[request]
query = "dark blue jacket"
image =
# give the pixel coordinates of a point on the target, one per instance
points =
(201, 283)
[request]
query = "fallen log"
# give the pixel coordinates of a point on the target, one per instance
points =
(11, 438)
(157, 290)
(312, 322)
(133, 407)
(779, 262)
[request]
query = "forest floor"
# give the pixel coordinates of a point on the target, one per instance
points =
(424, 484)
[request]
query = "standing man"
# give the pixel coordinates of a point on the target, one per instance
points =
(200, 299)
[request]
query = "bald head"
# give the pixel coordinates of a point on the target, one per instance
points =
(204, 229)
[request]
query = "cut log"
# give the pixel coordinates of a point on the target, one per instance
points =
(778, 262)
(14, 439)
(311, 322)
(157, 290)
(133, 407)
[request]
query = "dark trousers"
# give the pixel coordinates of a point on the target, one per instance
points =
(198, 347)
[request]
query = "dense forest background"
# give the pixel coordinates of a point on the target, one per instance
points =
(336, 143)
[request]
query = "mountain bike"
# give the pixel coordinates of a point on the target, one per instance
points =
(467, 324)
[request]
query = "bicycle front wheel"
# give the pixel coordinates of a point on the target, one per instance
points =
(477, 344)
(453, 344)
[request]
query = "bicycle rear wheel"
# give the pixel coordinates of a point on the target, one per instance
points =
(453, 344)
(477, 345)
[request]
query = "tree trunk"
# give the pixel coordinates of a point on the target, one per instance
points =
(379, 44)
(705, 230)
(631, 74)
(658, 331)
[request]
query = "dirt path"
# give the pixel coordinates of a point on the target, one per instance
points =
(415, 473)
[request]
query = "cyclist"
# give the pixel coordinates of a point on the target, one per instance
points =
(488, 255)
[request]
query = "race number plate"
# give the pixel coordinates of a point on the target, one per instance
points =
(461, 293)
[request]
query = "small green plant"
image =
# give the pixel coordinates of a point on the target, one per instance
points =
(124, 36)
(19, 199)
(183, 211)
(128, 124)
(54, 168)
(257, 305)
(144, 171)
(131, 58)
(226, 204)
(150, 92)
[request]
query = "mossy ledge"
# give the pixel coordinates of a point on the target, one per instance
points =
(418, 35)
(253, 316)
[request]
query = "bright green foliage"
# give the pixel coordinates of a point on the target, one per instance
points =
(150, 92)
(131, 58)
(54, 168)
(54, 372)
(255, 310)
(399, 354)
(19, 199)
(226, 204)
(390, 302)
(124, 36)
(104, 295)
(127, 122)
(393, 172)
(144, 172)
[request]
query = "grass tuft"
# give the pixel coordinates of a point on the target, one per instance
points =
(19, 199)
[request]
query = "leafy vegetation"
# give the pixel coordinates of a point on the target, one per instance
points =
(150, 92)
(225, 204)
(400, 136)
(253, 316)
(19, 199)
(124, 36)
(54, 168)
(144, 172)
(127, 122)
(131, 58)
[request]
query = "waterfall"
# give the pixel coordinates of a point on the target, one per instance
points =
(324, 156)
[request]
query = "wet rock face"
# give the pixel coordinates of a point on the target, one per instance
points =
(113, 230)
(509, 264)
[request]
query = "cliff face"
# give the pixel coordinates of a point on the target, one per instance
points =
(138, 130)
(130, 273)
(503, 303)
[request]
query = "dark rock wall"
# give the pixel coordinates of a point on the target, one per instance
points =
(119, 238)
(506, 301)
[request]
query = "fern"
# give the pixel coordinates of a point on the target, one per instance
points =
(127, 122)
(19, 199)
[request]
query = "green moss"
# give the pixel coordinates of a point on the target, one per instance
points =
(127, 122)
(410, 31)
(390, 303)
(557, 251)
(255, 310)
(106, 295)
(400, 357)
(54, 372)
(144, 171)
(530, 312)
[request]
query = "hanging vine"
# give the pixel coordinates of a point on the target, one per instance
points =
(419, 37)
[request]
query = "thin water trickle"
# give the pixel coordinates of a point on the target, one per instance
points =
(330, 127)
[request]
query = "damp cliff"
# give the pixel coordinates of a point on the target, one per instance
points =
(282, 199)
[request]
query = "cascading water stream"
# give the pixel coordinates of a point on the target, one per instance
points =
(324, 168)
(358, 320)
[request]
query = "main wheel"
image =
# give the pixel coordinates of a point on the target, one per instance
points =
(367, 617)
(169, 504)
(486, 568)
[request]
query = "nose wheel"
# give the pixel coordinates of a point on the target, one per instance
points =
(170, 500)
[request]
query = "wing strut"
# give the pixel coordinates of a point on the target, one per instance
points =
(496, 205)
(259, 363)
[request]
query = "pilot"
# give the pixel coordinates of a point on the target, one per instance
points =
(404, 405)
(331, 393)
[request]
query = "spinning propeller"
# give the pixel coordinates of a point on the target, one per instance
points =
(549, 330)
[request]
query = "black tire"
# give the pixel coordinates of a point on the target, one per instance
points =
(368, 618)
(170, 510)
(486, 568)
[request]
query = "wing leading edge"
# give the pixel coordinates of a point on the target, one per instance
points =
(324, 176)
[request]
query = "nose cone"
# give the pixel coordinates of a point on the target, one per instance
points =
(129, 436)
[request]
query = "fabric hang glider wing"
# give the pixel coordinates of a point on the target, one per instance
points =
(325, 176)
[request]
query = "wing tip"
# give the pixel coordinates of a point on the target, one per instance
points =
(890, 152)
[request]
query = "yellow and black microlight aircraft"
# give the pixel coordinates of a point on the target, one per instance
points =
---+---
THE TASK
The records above need to be written out once more, exactly.

REPLY
[request]
query = "dark blue jacket"
image =
# give the pixel coordinates of a point on the target, one per instance
points =
(201, 283)
[request]
query = "fallen log"
# give the pixel coordinates of a point on the target, one per instance
points =
(11, 438)
(157, 290)
(312, 322)
(133, 407)
(779, 262)
[request]
query = "forest floor"
# give the pixel coordinates of a point on the target, one per instance
points =
(424, 484)
[request]
query = "standing man"
# give the pixel coordinates of a point on the target, one per instance
points =
(200, 299)
[request]
query = "bald head"
# give the pixel coordinates of a point on the target, one per instance
points =
(204, 229)
[request]
query = "cut log"
# give the pixel coordinates of a point on the target, one per instance
points =
(778, 262)
(14, 439)
(311, 322)
(157, 290)
(133, 407)
[request]
query = "dark trousers"
# give the pixel coordinates of a point on the target, one per instance
points =
(198, 347)
[request]
query = "dense forest background"
# give the pixel coordinates of a point on the target, one per instance
points =
(336, 143)
[request]
query = "mountain bike"
# give the pixel coordinates of a point on the target, one per instance
points =
(467, 324)
[request]
query = "bicycle front wheel"
# give the pixel coordinates of a point on the target, one per instance
points =
(477, 344)
(453, 344)
[request]
query = "bicycle rear wheel"
# give the pixel coordinates of a point on the target, one per instance
points =
(453, 344)
(477, 345)
[request]
query = "tree trunk"
# give the pixel coordinates of a point on the target, one per instance
points =
(379, 44)
(705, 230)
(631, 74)
(658, 331)
[request]
query = "dirt path"
# give the pixel coordinates of a point on the target, one per instance
points =
(415, 473)
[request]
query = "cyclist"
# give the pixel coordinates of a point on the target, one per instance
points =
(488, 255)
[request]
query = "race number plate"
# give the pixel coordinates of a point on the target, one per instance
points =
(461, 293)
[request]
query = "small green plant"
image =
# give the pixel coordinates of a point on the target, one per instance
points =
(124, 36)
(19, 199)
(183, 211)
(128, 124)
(54, 168)
(257, 305)
(144, 171)
(131, 58)
(226, 204)
(150, 92)
[request]
query = "mossy ledge"
# give the pixel coordinates of a point on the target, one per instance
points =
(418, 35)
(253, 316)
[request]
query = "bright green foliage"
# give the pixel coordinates of a point on the target, one per instance
points =
(150, 92)
(131, 58)
(54, 168)
(54, 372)
(255, 310)
(399, 354)
(19, 199)
(226, 204)
(390, 302)
(124, 36)
(104, 295)
(127, 122)
(393, 172)
(144, 172)
[request]
query = "grass tuft"
# give the pixel coordinates of a point on the target, one per instance
points =
(19, 199)
[request]
query = "leafy vegetation"
# give the pixel coordinates of a point on the target, one per instance
points =
(150, 92)
(225, 204)
(400, 136)
(253, 316)
(19, 199)
(124, 36)
(54, 168)
(144, 172)
(127, 122)
(131, 58)
[request]
query = "waterfall"
# give the pixel coordinates of a point on the target, one per instance
points =
(324, 156)
[request]
query = "wet rock face"
# give the pixel coordinates of a point on the target, one per instance
points =
(113, 230)
(509, 264)
[request]
query = "cliff face"
# give the pixel coordinates of a point on the target, one per instance
points =
(138, 130)
(130, 273)
(503, 303)
[request]
query = "dark rock wall"
# give the pixel coordinates of a point on the target, one per instance
points =
(119, 238)
(506, 301)
[request]
query = "fern"
# give the pixel coordinates of a point on the target, one per instance
points =
(127, 122)
(19, 199)
[request]
query = "green moss"
# give the pixel coordinates of a point on the target, one per instance
points =
(127, 122)
(410, 31)
(390, 303)
(557, 251)
(255, 310)
(106, 295)
(400, 357)
(54, 372)
(144, 171)
(530, 312)
[request]
query = "hanging vine"
# give the pixel coordinates of a point on the target, one per instance
points =
(419, 37)
[request]
query = "thin water trickle"
# give the pixel coordinates of a point on the target, one per instance
points =
(330, 127)
[request]
query = "damp cliff"
# give the pixel coordinates of a point on the target, one per instance
points =
(282, 199)
[request]
query = "cascading water stream"
# give the pixel coordinates of a point on the target, one per instance
points =
(324, 168)
(358, 320)
[request]
query = "main wheel"
image =
# give the pixel coordinates of a point on the target, one per instance
points =
(367, 617)
(169, 504)
(486, 568)
[request]
query = "nose wheel"
# give the pixel coordinates of a point on the target, one per instance
points =
(170, 500)
[request]
query = "wing strut"
# give the pixel coordinates of a point on the target, one per instance
points =
(496, 205)
(259, 363)
[request]
query = "pilot"
# give the pixel coordinates of a point on the target, one per instance
points =
(404, 405)
(331, 393)
[request]
query = "spinning propeller"
# give the pixel coordinates of a point on the target, one per instance
points =
(549, 330)
[request]
query = "black tire"
# give the pixel coordinates of a point on the target, one per instance
points =
(368, 618)
(170, 510)
(486, 568)
[request]
query = "wing leading edge"
# give the pixel coordinates of a point on the target, one per instance
points =
(324, 176)
[request]
query = "nose cone"
# give the pixel coordinates of a point on the target, one per instance
points =
(129, 436)
[request]
query = "fabric hang glider wing"
# give the pixel coordinates of a point on the target, one per instance
points =
(325, 176)
[request]
query = "wing tip"
# give the pixel coordinates of a point on the target, one per instance
points =
(890, 152)
[request]
query = "yellow and black microlight aircraft"
# give the pixel coordinates of a point on the target, one per instance
points =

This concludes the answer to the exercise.